---- Aangeleverde tekst
Inwerkingtreding van het initiatiefwetsvoorstel per 1 januari 2024 is volgens de uitvoeringstoetsen van UWV en de Belastingdienst uitvoerbaar. De voorwaarde hierbij voor het UWV is dat de implementatieopdracht uiterlijk 1 september 2023 is ontvangen. Voorwaarde voor de Belastingdienst is dat de wijziging uiterlijk half november 2023 bekend moet zijn.
Uitvoeringstoets UWV
Inwerkingtreding van het wetsvoorstel per 1 januari 2024 is uitvoerbaar. Inwerkingtreding van het wetsvoorstel per 1 juli 2023 is niet uitvoerbaar.
Grenzen Wtl niet tijdens jaar te wijzigen
Voor UWV is het namelijk niet mogelijk gedurende het jaar de grenzen van de Wet tegemoetkomingen loondomein (Wtl) te wijzigen. Dit omdat op basis van de huidige wetgeving één uurloon wordt berekend en de huidige wetgeving geen mogelijkheid biedt om deze berekening te splitsen in een berekening voor- en na het wijzigen van de grenzen.
--------
Eisen bij opdrachten
• A. Zoek in de rijen elke regel op waarin het woord "positive" voorkomt, en neem die regels over.
• B. Schrijf de tekst over de uitvoeringstoetsen van het wetsvoorstel verder, te beginnen na de laatste zin.
---- Oefenmateriaal
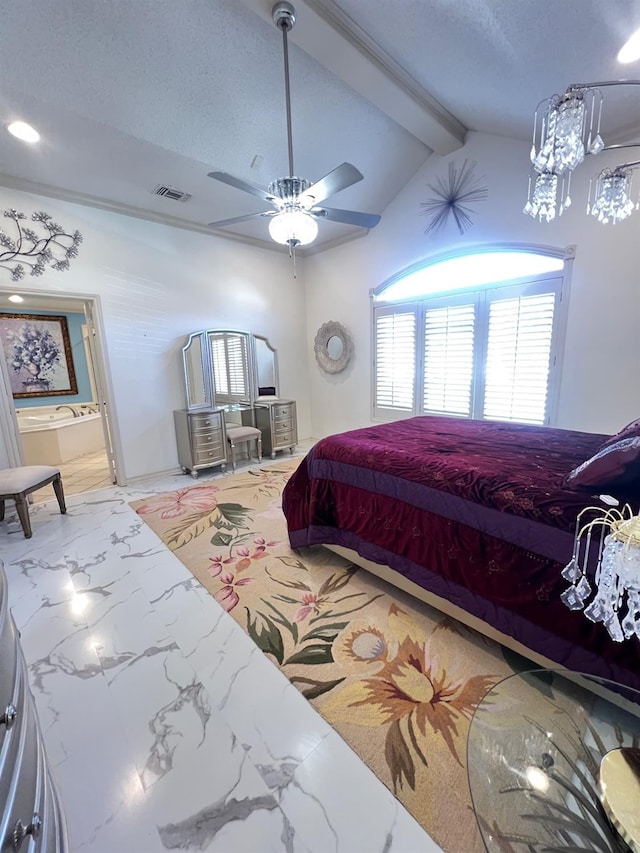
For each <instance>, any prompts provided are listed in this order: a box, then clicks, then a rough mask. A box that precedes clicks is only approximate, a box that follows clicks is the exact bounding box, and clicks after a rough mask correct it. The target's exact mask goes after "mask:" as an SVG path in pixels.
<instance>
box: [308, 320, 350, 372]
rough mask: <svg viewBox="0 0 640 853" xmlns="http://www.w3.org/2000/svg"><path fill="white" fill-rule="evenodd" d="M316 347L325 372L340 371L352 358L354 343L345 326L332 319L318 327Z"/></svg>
mask: <svg viewBox="0 0 640 853" xmlns="http://www.w3.org/2000/svg"><path fill="white" fill-rule="evenodd" d="M314 349H315V353H316V361H317V362H318V364H319V365H320V367H321V368H322V369H323V370H324V371H325V373H340V372H341V371H343V370H344V369H345V367H346V366H347V365H348V364H349V361H350V360H351V355H352V353H353V344H352V343H351V338H350V337H349V333H348V332H347V330H346V329H345V327H344V326H342V325H341V324H340V323H336V322H335V321H333V320H332V321H330V322H329V323H323V325H322V326H320V328H319V329H318V333H317V334H316V339H315V345H314Z"/></svg>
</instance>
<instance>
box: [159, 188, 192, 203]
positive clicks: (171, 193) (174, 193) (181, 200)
mask: <svg viewBox="0 0 640 853" xmlns="http://www.w3.org/2000/svg"><path fill="white" fill-rule="evenodd" d="M153 195H161V196H163V197H164V198H170V199H171V200H172V201H189V199H190V198H191V196H190V195H189V193H183V192H182V190H177V189H175V187H168V186H167V185H166V184H158V186H157V187H156V188H155V190H154V191H153Z"/></svg>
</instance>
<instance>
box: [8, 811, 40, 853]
mask: <svg viewBox="0 0 640 853" xmlns="http://www.w3.org/2000/svg"><path fill="white" fill-rule="evenodd" d="M41 829H42V819H41V818H40V815H39V814H38V813H37V812H35V813H34V815H33V817H32V818H31V823H30V824H29V826H25V825H24V824H23V823H22V821H21V820H18V821H16V825H15V826H14V828H13V838H12V841H13V849H14V850H16V851H17V850H19V849H20V848H21V847H22V842H23V841H24V839H25V838H26V837H27V835H30V836H31V837H32V838H38V837H39V836H40V831H41Z"/></svg>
--------
Antwoorden oefening
• A.
positive clicks: (171, 193) (174, 193) (181, 200)

• B.
Hierom zou aanpassing van de Wtl noodzakelijk zijn als de wetgever de invoering gedurende het jaar zou wensen. Als al duidelijk is wat een dergelijke aanpassing zou behelzen, geldt daarbij dat de huidige Wtl-applicatie niet eenvoudig is en niet snel is aan te passen op het hanteren van twee verschillende grenzen in één jaar.
Daarnaast zou dit ook doorwerken in de levering aan de Belastingdienst en de specificatie bij de voorlopige berekening Wtl en de beschikking Wtl.
Ook een afwijkende inwerkingtreding van de wijziging van de uurloongrenzen voor de Wtl is niet mogelijk omdat er een discrepantie ontstaat tussen het nieuwe WML en de voor de Wtl op het oude WML gebaseerde uurloongrenzen. Deze discrepantie heeft negatieve gevolgen voor de uitlegbaarheid aan werkgevers.
De beoogde ingangsdatum van 1 januari 2024 is haalbaar op voorwaarde dat de implementatieopdracht uiterlijk 1 september 2023 is ontvangen.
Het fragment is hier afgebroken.